**TEXTAUSZUG:**

====================

# Root Sever Ports öffnen



## Fangschuss (13. April 2005)

Hallo erst mal 

Brauche euere Hilfe 

Wir haben mit unserem Root-Server (1&1) folgendes Problem. Sämtliche Port´s des Servers
sind dicht   können über Webinterface nicht mehr auf unserem Server zugreifen. 
Der Server ist aber Online läßt sich an Pingen. Gibts für so einen fall so was wie einen "Abgesicherten Modus"  wo wir zumindest den Port fürs Webinterface freigeben können ? 

Danke schön schon mal für euer Hilfe   

mfg Fangschuss


----------



## Arne Buchwald (13. April 2005)

Hi,

kommt ihr per SSH noch drauf, d.h. ist der Port 22 TCP offen?


----------



## Fangschuss (13. April 2005)

====================

**DATEN:**
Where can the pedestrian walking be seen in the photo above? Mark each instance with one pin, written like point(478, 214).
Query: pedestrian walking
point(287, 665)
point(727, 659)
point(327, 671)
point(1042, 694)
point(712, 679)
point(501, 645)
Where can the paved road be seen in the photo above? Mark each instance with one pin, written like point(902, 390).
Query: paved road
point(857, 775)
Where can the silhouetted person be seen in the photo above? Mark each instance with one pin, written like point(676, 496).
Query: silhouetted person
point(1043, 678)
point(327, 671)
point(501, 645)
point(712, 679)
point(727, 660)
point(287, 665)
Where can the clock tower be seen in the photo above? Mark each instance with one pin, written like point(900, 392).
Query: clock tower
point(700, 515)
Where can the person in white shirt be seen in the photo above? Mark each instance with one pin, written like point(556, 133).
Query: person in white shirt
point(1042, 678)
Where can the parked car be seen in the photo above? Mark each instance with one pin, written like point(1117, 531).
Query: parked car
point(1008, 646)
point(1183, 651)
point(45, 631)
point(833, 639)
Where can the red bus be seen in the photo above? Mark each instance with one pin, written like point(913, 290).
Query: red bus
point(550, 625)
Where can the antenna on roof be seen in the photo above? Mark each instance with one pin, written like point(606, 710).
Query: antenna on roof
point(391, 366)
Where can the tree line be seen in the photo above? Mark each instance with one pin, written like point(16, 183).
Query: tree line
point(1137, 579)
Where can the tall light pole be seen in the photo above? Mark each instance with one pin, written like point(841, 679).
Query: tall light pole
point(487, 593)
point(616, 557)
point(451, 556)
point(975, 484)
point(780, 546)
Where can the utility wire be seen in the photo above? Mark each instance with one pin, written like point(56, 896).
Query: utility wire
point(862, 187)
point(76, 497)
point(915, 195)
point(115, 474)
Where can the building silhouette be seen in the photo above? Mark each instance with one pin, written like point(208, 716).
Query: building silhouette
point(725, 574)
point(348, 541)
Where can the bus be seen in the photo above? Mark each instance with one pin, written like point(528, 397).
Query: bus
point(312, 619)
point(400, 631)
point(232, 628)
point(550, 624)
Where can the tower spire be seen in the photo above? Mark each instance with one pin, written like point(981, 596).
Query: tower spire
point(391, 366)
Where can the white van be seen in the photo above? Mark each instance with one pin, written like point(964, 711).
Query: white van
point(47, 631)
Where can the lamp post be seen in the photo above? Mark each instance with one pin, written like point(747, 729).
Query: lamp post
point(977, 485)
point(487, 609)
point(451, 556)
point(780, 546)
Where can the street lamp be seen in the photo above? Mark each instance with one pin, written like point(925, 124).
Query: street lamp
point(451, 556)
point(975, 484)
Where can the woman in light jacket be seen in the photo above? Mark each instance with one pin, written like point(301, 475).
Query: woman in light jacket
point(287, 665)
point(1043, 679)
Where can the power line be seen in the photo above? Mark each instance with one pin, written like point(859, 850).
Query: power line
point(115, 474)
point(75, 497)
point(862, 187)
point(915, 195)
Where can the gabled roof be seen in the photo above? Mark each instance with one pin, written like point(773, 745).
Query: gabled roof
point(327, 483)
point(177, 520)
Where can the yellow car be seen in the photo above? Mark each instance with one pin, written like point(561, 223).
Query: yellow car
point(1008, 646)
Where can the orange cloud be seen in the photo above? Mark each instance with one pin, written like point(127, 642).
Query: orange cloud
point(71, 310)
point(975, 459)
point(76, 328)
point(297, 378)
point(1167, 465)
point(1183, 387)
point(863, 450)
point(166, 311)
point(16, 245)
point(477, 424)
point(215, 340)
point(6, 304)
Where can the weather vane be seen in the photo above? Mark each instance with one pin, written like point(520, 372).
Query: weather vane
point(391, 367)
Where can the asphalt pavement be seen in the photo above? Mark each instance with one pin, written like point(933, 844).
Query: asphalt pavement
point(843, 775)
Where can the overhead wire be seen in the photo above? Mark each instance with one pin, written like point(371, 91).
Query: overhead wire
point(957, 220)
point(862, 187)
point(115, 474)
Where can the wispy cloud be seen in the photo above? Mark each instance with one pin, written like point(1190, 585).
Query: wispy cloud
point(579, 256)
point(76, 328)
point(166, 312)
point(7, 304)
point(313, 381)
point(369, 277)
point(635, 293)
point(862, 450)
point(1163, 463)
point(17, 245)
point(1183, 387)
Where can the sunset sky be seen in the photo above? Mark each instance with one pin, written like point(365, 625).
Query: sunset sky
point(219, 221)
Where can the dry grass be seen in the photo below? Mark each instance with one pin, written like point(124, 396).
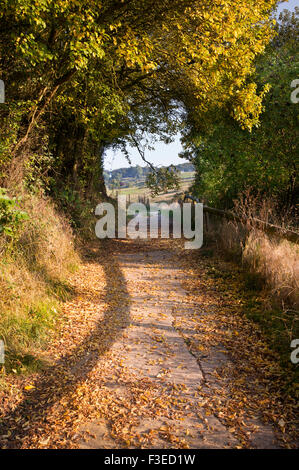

====================

**AUFGABE 1:**
Beantworte anhand des Forenthreads zum Root-Server:
(a) Von welchem Anbieter stammt der Root-Server?
(b) Woran zeigt sich laut Fangschuss, dass der Server noch online ist?
(c) Welchen Port nennt Arne Buchwald in seiner Rückfrage?
**AUFGABE 2:**
Erkläre mit Bezug auf den Forenthread zum Root-Server, warum der Zugriff über das Webinterface nicht mehr funktioniert.
**AUFGABE 3:**
Führe den Forenthread zum Root-Server mit Fangschuss' Beitrag vom 13. April 2005 weiter.
Für die Bearbeitung werden die Daten nicht gebraucht.

**LÖSUNG 1:**
(a) Von 1&1.
(b) Der Server lässt sich anpingen.
(c) Port 22 TCP, also den SSH-Zugang.

**LÖSUNG 2:**
Laut Fangschuss sind sämtliche Ports des Servers geschlossen. Deshalb ist der Server zwar noch online, über das Webinterface kommt man aber nicht mehr auf ihn zu.

**LÖSUNG 3:**
Danke für deine schnelle antwort 

Es sind alle Ports dicht ! hab aber zugriff über das Progi "VNC" nun gehts darum welche Ports muß geöffnet werden um ins Webinterface zukommen und vorallem wie öffenen wir diese in "VCN"

EDIT: ganz vergessen ist ein Win-Server


Danke 

Fangschuss


----------



## Arne Buchwald (13. April 2005)

Soweit ich weiß, werdet ihr mit den Sicherheitsrichtlinien Probleme haben, d.h. diese zu streng eingestellt haben. Bin leider kein Windows-Profi, vllt. kann Martin hierzu ja etwas sagen, da er schon einige Erfahrung mit einem Win2k3-Server sammeln konnte.

Tut mit leid, dass ich dir nicht weiterhelfen kann.


----------



## Fangschuss (13. April 2005)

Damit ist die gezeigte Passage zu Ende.